(Entries from a dataset)

───

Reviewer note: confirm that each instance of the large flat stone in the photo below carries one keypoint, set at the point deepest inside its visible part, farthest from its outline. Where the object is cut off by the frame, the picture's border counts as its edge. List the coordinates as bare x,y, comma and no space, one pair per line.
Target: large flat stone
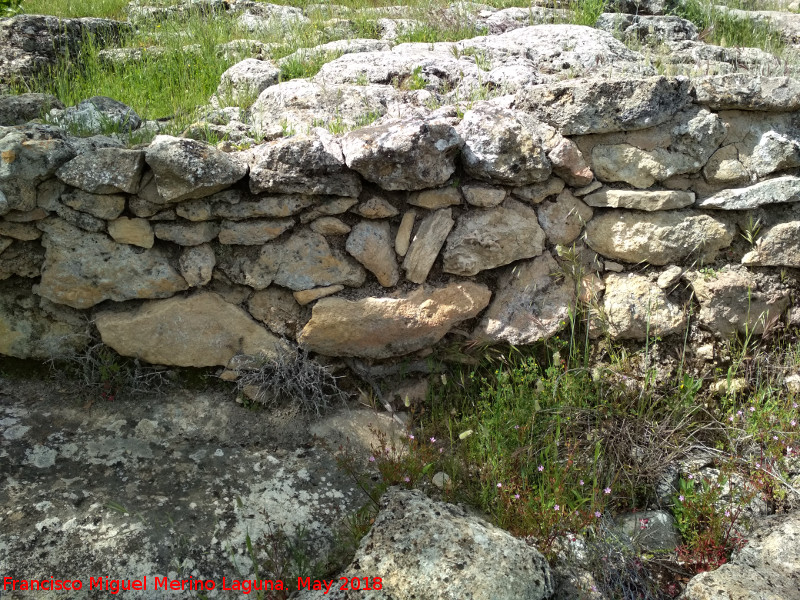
200,331
82,269
658,238
530,304
404,154
391,326
605,105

───

Rewrite every line of the material above as a numbered list, skipping blank lines and leaving out any picture.

1. Reviewer note: confirm that each instance of the large flat stone in the photo below carries one keypoint, set at the point deepest inside its visible part, farthest from its outline. Where the object is cut off by the frame, the picture's border counts as its edge. List the coordinates as bare x,y, comma and no space, one pair per line.
2. Target: large flat stone
3. 200,331
4. 82,269
5. 658,238
6. 530,304
7. 404,154
8. 391,326
9. 605,105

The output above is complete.